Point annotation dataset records
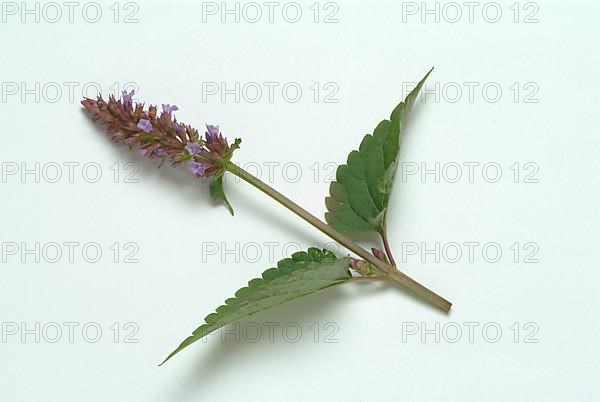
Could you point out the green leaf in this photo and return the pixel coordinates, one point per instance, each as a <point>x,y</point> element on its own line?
<point>359,197</point>
<point>216,191</point>
<point>301,275</point>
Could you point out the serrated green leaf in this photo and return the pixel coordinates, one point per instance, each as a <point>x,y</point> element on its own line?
<point>217,193</point>
<point>301,275</point>
<point>359,197</point>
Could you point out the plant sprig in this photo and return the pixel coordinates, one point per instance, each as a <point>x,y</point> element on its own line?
<point>358,203</point>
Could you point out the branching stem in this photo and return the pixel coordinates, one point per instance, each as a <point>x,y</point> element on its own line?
<point>390,271</point>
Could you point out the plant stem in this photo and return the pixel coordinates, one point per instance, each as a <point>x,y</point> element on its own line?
<point>386,246</point>
<point>390,271</point>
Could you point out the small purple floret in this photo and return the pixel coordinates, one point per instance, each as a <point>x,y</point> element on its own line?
<point>145,125</point>
<point>127,98</point>
<point>196,168</point>
<point>212,133</point>
<point>168,109</point>
<point>193,148</point>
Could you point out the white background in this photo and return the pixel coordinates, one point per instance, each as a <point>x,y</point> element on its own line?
<point>172,55</point>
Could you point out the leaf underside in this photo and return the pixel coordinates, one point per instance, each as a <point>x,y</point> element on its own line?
<point>359,197</point>
<point>301,275</point>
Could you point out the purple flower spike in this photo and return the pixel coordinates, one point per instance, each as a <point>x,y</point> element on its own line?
<point>168,109</point>
<point>196,168</point>
<point>127,98</point>
<point>193,148</point>
<point>145,125</point>
<point>212,133</point>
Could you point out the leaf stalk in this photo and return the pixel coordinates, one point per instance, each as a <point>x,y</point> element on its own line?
<point>390,271</point>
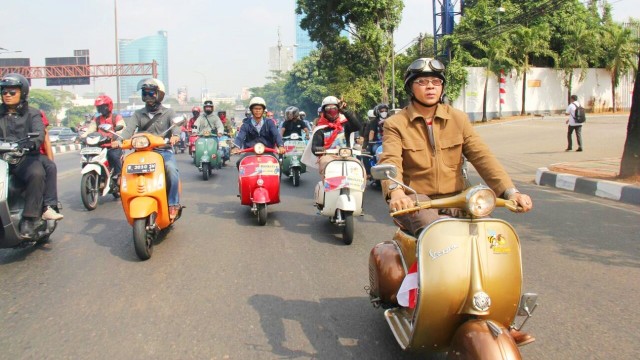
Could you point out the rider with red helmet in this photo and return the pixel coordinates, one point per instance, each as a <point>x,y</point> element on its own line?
<point>104,106</point>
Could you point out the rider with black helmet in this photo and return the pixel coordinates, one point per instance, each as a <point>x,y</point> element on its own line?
<point>209,121</point>
<point>156,119</point>
<point>17,119</point>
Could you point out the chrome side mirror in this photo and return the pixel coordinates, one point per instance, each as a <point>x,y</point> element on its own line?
<point>177,121</point>
<point>384,172</point>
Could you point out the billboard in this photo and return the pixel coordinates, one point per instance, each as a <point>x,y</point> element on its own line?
<point>72,60</point>
<point>14,63</point>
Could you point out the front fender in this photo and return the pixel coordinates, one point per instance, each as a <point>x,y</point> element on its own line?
<point>143,206</point>
<point>346,202</point>
<point>91,167</point>
<point>261,196</point>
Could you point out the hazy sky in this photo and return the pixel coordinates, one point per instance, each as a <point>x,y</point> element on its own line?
<point>227,41</point>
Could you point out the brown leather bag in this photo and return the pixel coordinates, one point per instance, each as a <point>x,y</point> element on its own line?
<point>386,272</point>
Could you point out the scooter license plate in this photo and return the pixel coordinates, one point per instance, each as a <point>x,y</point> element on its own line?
<point>90,151</point>
<point>141,168</point>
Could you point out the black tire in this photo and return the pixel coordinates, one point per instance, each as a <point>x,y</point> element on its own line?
<point>262,214</point>
<point>348,229</point>
<point>206,170</point>
<point>142,241</point>
<point>89,190</point>
<point>296,177</point>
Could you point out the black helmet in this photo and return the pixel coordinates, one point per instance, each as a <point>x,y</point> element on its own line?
<point>153,84</point>
<point>291,113</point>
<point>423,67</point>
<point>14,79</point>
<point>378,108</point>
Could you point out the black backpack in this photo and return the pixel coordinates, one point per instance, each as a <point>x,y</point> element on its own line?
<point>579,114</point>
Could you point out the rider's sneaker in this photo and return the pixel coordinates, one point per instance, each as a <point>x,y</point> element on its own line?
<point>51,214</point>
<point>28,228</point>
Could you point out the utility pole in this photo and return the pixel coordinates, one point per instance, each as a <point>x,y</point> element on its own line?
<point>279,52</point>
<point>115,20</point>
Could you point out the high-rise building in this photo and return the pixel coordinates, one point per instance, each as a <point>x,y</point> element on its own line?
<point>143,50</point>
<point>303,44</point>
<point>281,58</point>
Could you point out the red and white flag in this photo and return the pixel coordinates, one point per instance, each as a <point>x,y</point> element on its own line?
<point>408,292</point>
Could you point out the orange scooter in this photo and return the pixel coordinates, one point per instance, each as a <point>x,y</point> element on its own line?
<point>144,190</point>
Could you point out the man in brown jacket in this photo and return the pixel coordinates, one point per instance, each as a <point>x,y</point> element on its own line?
<point>426,141</point>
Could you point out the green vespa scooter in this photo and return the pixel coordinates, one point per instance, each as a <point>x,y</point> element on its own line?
<point>206,155</point>
<point>291,164</point>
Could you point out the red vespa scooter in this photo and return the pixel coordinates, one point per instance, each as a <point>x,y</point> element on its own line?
<point>259,180</point>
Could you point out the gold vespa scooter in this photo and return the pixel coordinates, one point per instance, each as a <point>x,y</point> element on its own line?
<point>467,279</point>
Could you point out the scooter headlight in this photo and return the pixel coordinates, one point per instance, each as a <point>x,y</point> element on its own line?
<point>140,142</point>
<point>12,158</point>
<point>258,148</point>
<point>345,152</point>
<point>481,201</point>
<point>93,140</point>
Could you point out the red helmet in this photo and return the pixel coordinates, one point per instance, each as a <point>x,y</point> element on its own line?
<point>104,100</point>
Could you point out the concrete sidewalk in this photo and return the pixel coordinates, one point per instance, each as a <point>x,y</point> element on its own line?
<point>593,177</point>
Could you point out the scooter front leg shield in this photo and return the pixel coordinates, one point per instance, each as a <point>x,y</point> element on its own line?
<point>261,196</point>
<point>346,202</point>
<point>91,167</point>
<point>142,207</point>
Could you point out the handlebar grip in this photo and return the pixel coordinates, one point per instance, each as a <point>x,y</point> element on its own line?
<point>513,205</point>
<point>405,211</point>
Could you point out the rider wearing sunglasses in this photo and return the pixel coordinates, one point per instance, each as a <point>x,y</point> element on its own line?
<point>426,141</point>
<point>156,119</point>
<point>334,127</point>
<point>17,119</point>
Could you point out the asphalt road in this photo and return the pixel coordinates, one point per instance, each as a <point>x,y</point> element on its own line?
<point>221,287</point>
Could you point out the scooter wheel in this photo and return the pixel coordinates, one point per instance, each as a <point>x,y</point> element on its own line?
<point>142,241</point>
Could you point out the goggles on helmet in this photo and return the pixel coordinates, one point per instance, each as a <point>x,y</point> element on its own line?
<point>426,65</point>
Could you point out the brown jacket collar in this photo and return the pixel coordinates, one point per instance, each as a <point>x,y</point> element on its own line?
<point>442,112</point>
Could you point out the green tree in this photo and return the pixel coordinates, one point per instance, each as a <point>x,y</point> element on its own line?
<point>525,43</point>
<point>620,51</point>
<point>370,24</point>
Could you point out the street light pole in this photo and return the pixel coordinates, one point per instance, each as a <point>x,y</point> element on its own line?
<point>206,88</point>
<point>393,73</point>
<point>115,17</point>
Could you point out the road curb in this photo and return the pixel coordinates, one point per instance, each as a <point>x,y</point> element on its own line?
<point>65,148</point>
<point>612,190</point>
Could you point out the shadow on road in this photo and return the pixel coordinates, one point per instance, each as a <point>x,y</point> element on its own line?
<point>335,328</point>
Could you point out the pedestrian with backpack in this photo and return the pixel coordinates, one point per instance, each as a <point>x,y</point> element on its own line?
<point>576,119</point>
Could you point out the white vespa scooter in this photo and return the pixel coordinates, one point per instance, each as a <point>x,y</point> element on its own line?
<point>339,196</point>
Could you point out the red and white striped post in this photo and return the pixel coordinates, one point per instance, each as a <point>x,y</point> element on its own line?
<point>503,91</point>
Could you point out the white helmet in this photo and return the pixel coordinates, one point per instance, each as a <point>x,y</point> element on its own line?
<point>330,100</point>
<point>257,101</point>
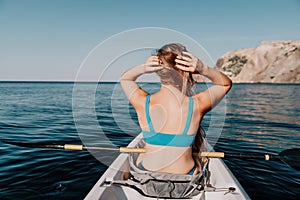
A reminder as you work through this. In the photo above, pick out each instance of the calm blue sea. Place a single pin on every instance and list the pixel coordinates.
(259, 118)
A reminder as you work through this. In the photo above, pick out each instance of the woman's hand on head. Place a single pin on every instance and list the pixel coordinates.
(152, 64)
(189, 63)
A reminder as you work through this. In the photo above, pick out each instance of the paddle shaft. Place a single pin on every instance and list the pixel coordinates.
(239, 156)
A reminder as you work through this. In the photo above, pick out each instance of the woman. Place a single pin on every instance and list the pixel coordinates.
(171, 117)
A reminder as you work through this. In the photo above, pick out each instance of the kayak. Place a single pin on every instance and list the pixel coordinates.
(223, 184)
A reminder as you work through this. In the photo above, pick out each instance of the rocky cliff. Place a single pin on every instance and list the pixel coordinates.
(270, 62)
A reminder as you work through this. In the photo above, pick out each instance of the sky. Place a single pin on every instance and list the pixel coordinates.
(51, 40)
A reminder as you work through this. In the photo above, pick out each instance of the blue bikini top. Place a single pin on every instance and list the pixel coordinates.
(164, 139)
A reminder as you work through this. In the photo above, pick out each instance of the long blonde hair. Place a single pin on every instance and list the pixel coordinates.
(171, 75)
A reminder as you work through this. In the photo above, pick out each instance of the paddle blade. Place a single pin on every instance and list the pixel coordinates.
(291, 157)
(34, 145)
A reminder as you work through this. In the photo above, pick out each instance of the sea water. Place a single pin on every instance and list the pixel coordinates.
(253, 118)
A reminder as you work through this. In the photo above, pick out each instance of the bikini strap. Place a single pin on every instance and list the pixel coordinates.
(148, 114)
(188, 120)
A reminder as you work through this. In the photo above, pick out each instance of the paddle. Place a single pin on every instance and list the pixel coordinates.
(78, 147)
(289, 156)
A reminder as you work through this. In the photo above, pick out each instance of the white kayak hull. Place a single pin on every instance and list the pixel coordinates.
(221, 178)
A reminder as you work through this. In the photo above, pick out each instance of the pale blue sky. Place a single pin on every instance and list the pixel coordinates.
(49, 39)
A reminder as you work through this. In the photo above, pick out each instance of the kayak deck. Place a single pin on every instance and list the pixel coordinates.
(221, 179)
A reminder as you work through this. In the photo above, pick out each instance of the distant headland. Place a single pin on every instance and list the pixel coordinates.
(270, 62)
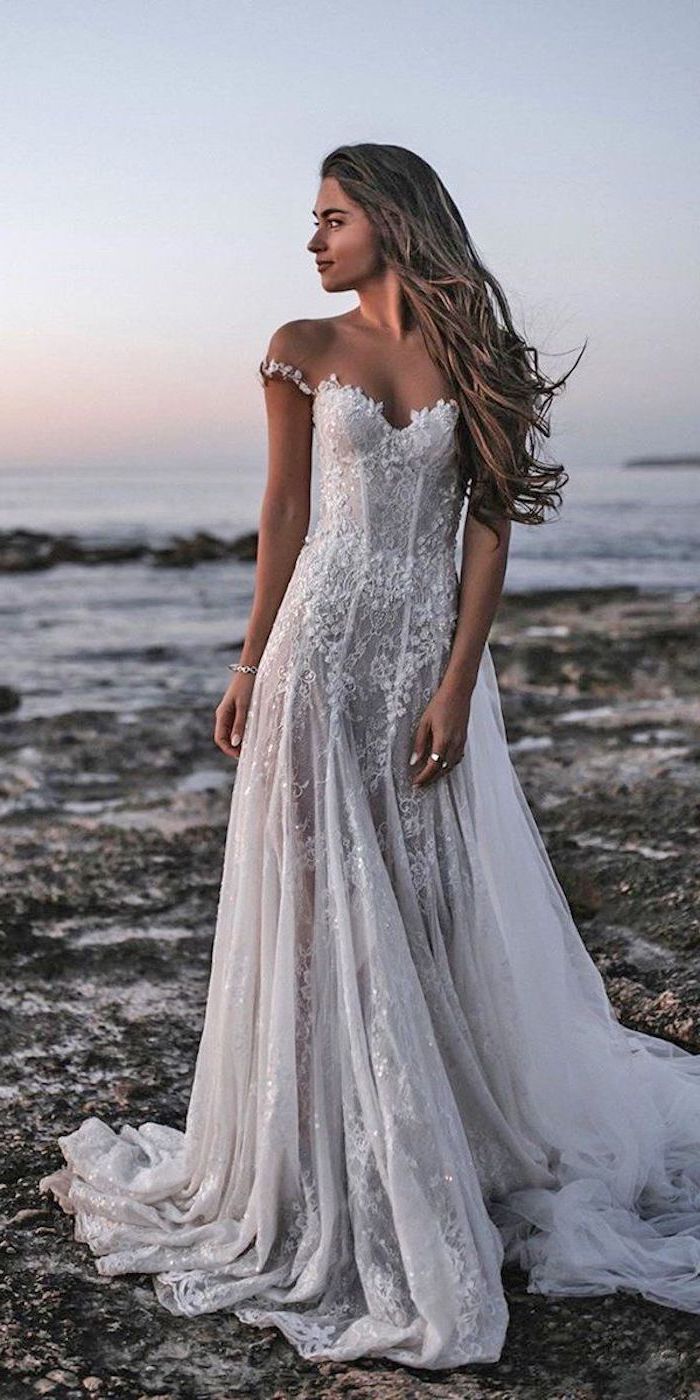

(SET TASK): Collect every line of the records above that contains the word "pole", treating uppercase and lowercase as different, and copy those lines.

(SOLVED PROBLEM):
Could you point out the utility pole in this photo and return the pixel coordinates, one point per instance, each as a <point>x,y</point> element on its own line?
Could you point out the street light pole in this photo and return the pixel coordinates, one point per instance, each as a <point>x,y</point> element on its own line?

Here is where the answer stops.